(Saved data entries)
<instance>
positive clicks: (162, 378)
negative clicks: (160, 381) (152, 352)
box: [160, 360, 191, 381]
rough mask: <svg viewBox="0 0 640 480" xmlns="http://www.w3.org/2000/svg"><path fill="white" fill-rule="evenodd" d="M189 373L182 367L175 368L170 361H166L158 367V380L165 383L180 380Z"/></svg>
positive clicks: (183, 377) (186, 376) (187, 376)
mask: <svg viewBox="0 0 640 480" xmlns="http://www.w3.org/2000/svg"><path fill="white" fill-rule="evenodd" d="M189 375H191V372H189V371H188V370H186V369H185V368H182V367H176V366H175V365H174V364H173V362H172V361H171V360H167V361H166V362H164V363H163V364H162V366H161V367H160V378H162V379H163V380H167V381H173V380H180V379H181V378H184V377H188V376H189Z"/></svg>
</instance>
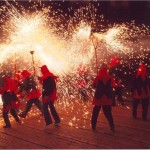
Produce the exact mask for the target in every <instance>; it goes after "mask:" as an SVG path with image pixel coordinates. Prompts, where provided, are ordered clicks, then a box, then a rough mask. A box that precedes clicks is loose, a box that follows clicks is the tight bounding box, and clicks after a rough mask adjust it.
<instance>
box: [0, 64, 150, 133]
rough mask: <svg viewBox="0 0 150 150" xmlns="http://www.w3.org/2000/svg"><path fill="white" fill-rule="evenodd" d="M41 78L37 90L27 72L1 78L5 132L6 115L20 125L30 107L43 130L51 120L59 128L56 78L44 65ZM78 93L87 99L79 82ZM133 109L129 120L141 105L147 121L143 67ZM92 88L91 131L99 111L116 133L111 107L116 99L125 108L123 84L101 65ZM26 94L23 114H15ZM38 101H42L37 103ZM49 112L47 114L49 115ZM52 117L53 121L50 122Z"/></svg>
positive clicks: (144, 82) (95, 126)
mask: <svg viewBox="0 0 150 150" xmlns="http://www.w3.org/2000/svg"><path fill="white" fill-rule="evenodd" d="M40 69H41V73H42V76H41V77H38V80H39V83H41V85H42V90H40V89H39V88H38V86H37V83H36V81H35V77H34V76H33V75H32V74H31V73H30V72H29V71H27V70H23V71H20V74H19V75H18V76H17V79H15V78H12V77H6V76H5V77H4V82H3V86H2V88H1V89H0V94H2V101H3V111H2V112H3V113H2V114H3V118H4V122H5V126H3V127H4V128H10V127H11V123H10V120H9V117H8V113H9V112H10V114H11V115H12V116H13V117H14V119H15V120H16V121H17V122H18V123H19V124H21V121H20V117H22V118H25V117H26V116H27V114H28V112H29V111H30V110H31V108H32V105H33V104H35V105H36V106H37V108H38V109H39V111H40V112H41V114H42V115H43V116H44V119H45V124H46V125H45V128H47V127H49V126H50V125H51V124H52V123H53V120H54V121H55V125H58V124H59V123H60V122H61V120H60V117H59V115H58V113H57V111H56V108H55V105H54V101H55V100H57V86H56V83H57V81H58V76H55V75H54V74H53V73H52V72H50V70H49V69H48V67H47V66H46V65H43V66H42V67H40ZM78 85H79V86H80V88H79V93H80V94H82V96H83V99H84V100H85V99H86V91H85V92H83V87H84V85H86V84H85V83H83V82H81V81H79V82H78ZM132 85H133V86H132V89H131V93H132V97H133V107H132V116H133V118H135V119H136V118H137V108H138V105H139V104H140V103H142V119H143V120H144V121H146V120H147V115H148V105H149V97H150V83H149V76H148V73H147V71H146V66H145V65H144V64H140V65H139V68H138V69H137V73H136V75H135V77H134V80H133V84H132ZM92 86H93V88H95V93H94V97H93V101H92V102H93V105H94V106H93V111H92V114H91V127H92V129H93V130H96V125H97V119H98V116H99V112H100V110H101V108H102V110H103V113H104V115H105V117H106V119H107V120H108V123H109V125H110V129H111V131H114V130H115V124H114V120H113V114H112V106H115V105H116V97H117V99H118V101H119V103H120V104H121V105H122V106H124V105H125V104H124V101H123V98H122V88H123V86H122V80H121V78H120V76H118V75H117V74H116V75H115V76H114V75H113V74H111V73H110V69H109V68H108V67H107V66H106V65H102V66H101V68H100V70H99V72H98V74H97V76H96V78H95V79H94V81H93V84H92ZM23 93H25V94H26V97H27V102H26V107H25V110H24V111H23V112H21V113H20V114H18V113H17V112H16V109H18V108H19V107H20V101H19V95H21V94H23ZM40 97H42V99H41V100H40ZM49 110H50V112H49ZM52 117H53V118H52Z"/></svg>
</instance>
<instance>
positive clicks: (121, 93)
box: [113, 77, 124, 106]
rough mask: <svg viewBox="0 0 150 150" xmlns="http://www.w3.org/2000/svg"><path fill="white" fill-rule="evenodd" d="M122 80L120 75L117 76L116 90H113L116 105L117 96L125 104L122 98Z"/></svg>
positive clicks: (114, 98) (115, 78)
mask: <svg viewBox="0 0 150 150" xmlns="http://www.w3.org/2000/svg"><path fill="white" fill-rule="evenodd" d="M122 88H123V86H122V80H121V78H119V77H115V86H114V91H113V105H114V106H115V105H116V97H117V99H118V101H119V102H120V104H121V105H122V106H123V105H124V102H123V98H122Z"/></svg>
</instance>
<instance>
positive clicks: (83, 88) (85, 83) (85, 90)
mask: <svg viewBox="0 0 150 150" xmlns="http://www.w3.org/2000/svg"><path fill="white" fill-rule="evenodd" d="M77 86H78V91H79V93H80V94H81V98H82V99H83V100H84V101H86V100H87V98H88V96H87V91H86V81H85V80H84V79H81V80H78V82H77Z"/></svg>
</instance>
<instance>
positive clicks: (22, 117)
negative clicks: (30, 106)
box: [18, 113, 26, 118]
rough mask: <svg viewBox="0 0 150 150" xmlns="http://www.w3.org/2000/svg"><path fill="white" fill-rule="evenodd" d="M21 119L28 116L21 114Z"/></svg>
mask: <svg viewBox="0 0 150 150" xmlns="http://www.w3.org/2000/svg"><path fill="white" fill-rule="evenodd" d="M18 115H19V116H20V117H21V118H26V115H25V114H23V113H21V114H18Z"/></svg>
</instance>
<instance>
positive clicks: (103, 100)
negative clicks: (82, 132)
mask: <svg viewBox="0 0 150 150" xmlns="http://www.w3.org/2000/svg"><path fill="white" fill-rule="evenodd" d="M93 86H94V88H96V91H95V94H94V99H93V104H94V108H93V112H92V119H91V124H92V129H93V130H95V129H96V124H97V119H98V115H99V112H100V109H101V107H102V109H103V112H104V115H105V117H106V118H107V120H108V122H109V125H110V128H111V130H112V131H114V121H113V116H112V112H111V106H112V87H113V86H114V80H113V78H112V77H111V76H110V75H109V74H108V72H107V68H106V67H102V68H101V69H100V71H99V73H98V75H97V76H96V78H95V79H94V81H93Z"/></svg>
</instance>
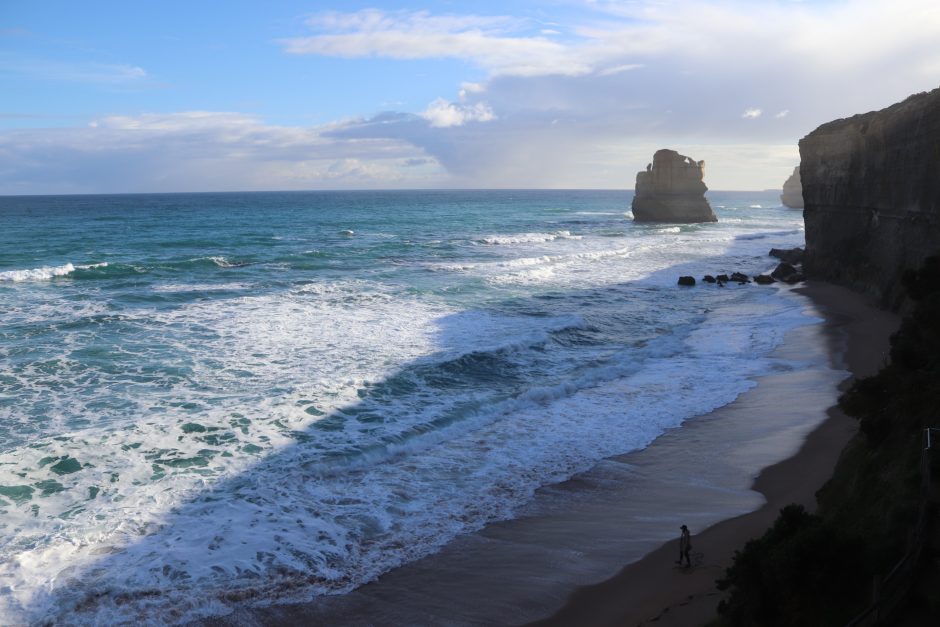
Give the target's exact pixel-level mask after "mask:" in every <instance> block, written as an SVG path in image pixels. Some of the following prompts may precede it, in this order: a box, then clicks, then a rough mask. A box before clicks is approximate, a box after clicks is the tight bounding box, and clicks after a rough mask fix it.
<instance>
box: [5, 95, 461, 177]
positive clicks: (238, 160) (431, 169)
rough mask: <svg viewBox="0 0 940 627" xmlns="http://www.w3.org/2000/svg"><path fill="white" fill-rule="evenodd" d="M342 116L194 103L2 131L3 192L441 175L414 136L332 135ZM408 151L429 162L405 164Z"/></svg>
mask: <svg viewBox="0 0 940 627" xmlns="http://www.w3.org/2000/svg"><path fill="white" fill-rule="evenodd" d="M344 124H348V123H337V124H332V125H326V126H322V127H317V128H302V127H286V126H274V125H268V124H265V123H263V121H261V120H259V119H258V118H256V117H254V116H250V115H245V114H241V113H234V112H212V111H189V112H179V113H170V114H151V113H148V114H142V115H139V116H111V117H105V118H101V119H98V120H94V121H92V122H91V123H90V124H89V125H88V126H86V127H84V128H47V129H21V130H16V131H3V132H0V194H26V193H85V192H135V191H137V192H139V191H206V190H220V191H224V190H271V189H317V188H343V187H352V188H388V187H428V186H434V185H435V184H436V183H437V182H438V181H440V179H441V178H442V176H443V173H442V171H441V168H440V166H439V165H438V164H437V162H436V161H434V160H433V158H429V157H428V155H427V154H426V153H425V152H424V151H423V150H421V149H420V148H417V147H415V146H414V144H413V143H408V142H405V141H402V140H398V139H394V138H388V139H384V138H367V137H364V138H352V139H342V138H337V137H333V136H331V133H333V132H335V131H336V130H337V129H340V128H343V126H344ZM425 124H426V123H425ZM409 159H425V160H426V161H425V162H423V163H424V164H425V165H424V167H420V168H419V167H411V168H405V167H404V166H403V165H402V164H403V162H405V161H407V160H409Z"/></svg>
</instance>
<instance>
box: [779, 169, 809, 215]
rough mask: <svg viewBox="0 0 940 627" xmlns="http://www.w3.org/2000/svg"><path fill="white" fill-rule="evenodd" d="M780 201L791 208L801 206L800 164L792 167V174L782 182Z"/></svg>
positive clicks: (802, 191)
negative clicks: (797, 165) (785, 180)
mask: <svg viewBox="0 0 940 627" xmlns="http://www.w3.org/2000/svg"><path fill="white" fill-rule="evenodd" d="M780 202H782V203H783V204H784V206H786V207H790V208H791V209H802V208H803V184H802V182H800V166H796V167H795V168H793V174H791V175H790V178H788V179H787V180H786V182H784V184H783V193H782V194H781V195H780Z"/></svg>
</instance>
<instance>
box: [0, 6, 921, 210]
mask: <svg viewBox="0 0 940 627" xmlns="http://www.w3.org/2000/svg"><path fill="white" fill-rule="evenodd" d="M568 6H570V5H568ZM574 15H575V17H572V18H570V19H565V20H562V21H558V22H555V23H548V22H544V21H543V22H536V21H534V20H532V19H530V18H518V17H514V16H508V15H492V16H484V15H475V14H467V15H460V14H447V15H443V14H441V15H435V14H431V13H429V12H427V11H383V10H379V9H368V10H363V11H353V12H337V11H333V12H327V13H320V14H317V15H315V16H313V17H311V18H310V19H309V20H308V21H307V23H306V27H307V29H308V31H309V33H308V34H306V35H303V36H299V37H293V38H283V39H279V40H277V41H276V42H275V43H276V45H277V46H278V47H279V48H280V49H281V50H282V51H283V53H284V54H285V55H286V56H287V57H289V58H292V59H294V60H295V61H296V60H302V59H304V58H305V57H330V58H332V57H340V58H345V59H358V61H356V62H357V63H370V62H371V61H370V60H371V59H385V60H392V61H395V62H398V63H415V64H418V63H421V62H422V61H425V60H428V59H441V58H446V59H451V60H457V61H459V62H461V63H463V64H465V66H466V68H467V74H466V75H464V76H455V77H454V86H453V88H452V91H451V92H449V93H448V92H444V93H440V94H438V97H437V98H435V99H432V100H431V101H430V102H426V103H425V104H424V105H423V106H422V107H420V108H418V109H416V110H412V111H385V112H376V113H375V114H373V115H371V116H366V117H359V118H353V119H347V120H342V121H337V122H335V123H333V124H330V125H326V126H319V127H315V128H299V127H284V126H275V125H270V124H266V123H265V122H264V121H263V120H260V119H257V118H255V117H252V116H250V115H246V114H243V113H218V112H178V113H172V114H165V115H157V114H135V115H123V116H110V117H105V118H102V119H99V120H97V121H96V123H97V125H96V126H92V127H88V128H82V129H78V128H72V129H34V130H18V131H7V132H3V133H0V193H17V192H18V191H19V192H20V193H24V192H26V191H39V190H42V189H47V188H49V189H50V190H59V191H65V190H72V189H74V190H76V191H80V190H86V189H87V190H88V191H143V190H155V189H180V190H191V189H278V188H281V189H294V188H321V187H434V186H457V187H507V186H508V187H608V188H610V187H613V188H624V187H627V188H629V187H632V184H633V179H634V176H635V172H636V171H637V170H639V169H642V168H643V167H644V166H645V164H646V163H647V162H648V161H649V158H650V156H651V155H652V152H653V151H655V150H656V149H657V148H661V147H664V146H669V147H672V148H675V149H677V150H679V151H680V152H682V153H683V154H692V155H694V156H695V158H697V159H705V160H706V161H707V162H708V168H709V169H708V184H709V186H710V187H712V188H714V189H759V188H770V187H779V185H780V184H781V182H782V180H783V179H784V178H785V177H786V175H787V174H788V172H789V171H791V170H792V166H793V165H795V164H796V163H797V161H798V154H797V150H796V142H797V141H798V139H799V138H800V137H802V136H803V135H805V134H806V133H808V132H810V131H812V130H813V129H814V128H815V127H816V126H818V125H819V124H821V123H824V122H826V121H829V120H831V119H835V118H839V117H845V116H848V115H852V114H854V113H860V112H864V111H868V110H872V109H877V108H881V107H884V106H887V105H889V104H891V103H893V102H896V101H898V100H900V99H903V98H904V97H906V96H907V95H909V94H910V93H914V92H918V91H925V90H928V89H931V88H934V87H937V85H938V77H940V46H937V45H936V42H937V41H940V4H938V3H936V2H935V0H896V1H895V2H892V3H891V4H890V6H886V5H885V3H883V2H881V1H878V0H833V1H830V2H824V3H808V2H803V3H796V2H782V1H776V0H765V1H760V2H753V1H752V2H743V1H740V0H723V1H721V0H720V1H717V2H708V3H702V2H693V1H691V0H659V1H656V2H653V1H648V2H645V1H627V0H594V1H590V2H588V1H585V2H584V3H582V4H581V5H580V7H579V8H578V10H577V11H576V12H575V14H574ZM562 22H563V25H562ZM481 71H482V72H483V75H484V76H485V78H483V79H482V80H480V79H479V78H476V80H474V81H473V82H465V81H466V79H467V78H470V77H479V76H480V72H481ZM117 74H118V75H120V74H121V72H120V71H117ZM131 74H133V71H131ZM461 81H464V82H461ZM387 100H388V101H400V100H403V98H402V97H401V94H389V97H388V98H387ZM758 166H759V167H760V168H761V169H758ZM49 181H54V182H55V184H54V185H53V184H51V183H49ZM50 186H51V187H50Z"/></svg>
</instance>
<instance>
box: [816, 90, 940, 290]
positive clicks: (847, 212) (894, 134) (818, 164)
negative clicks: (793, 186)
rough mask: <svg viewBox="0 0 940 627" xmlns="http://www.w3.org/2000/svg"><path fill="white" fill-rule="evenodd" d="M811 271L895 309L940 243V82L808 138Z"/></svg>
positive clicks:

Work instructions ▸
Quote verbatim every line from the start of the records through the line that contains "box: [160, 360, 191, 381]", including both of those lines.

Result ▸
<instance>
positive clicks: (162, 378)
negative clicks: (160, 381) (152, 352)
box: [160, 360, 191, 381]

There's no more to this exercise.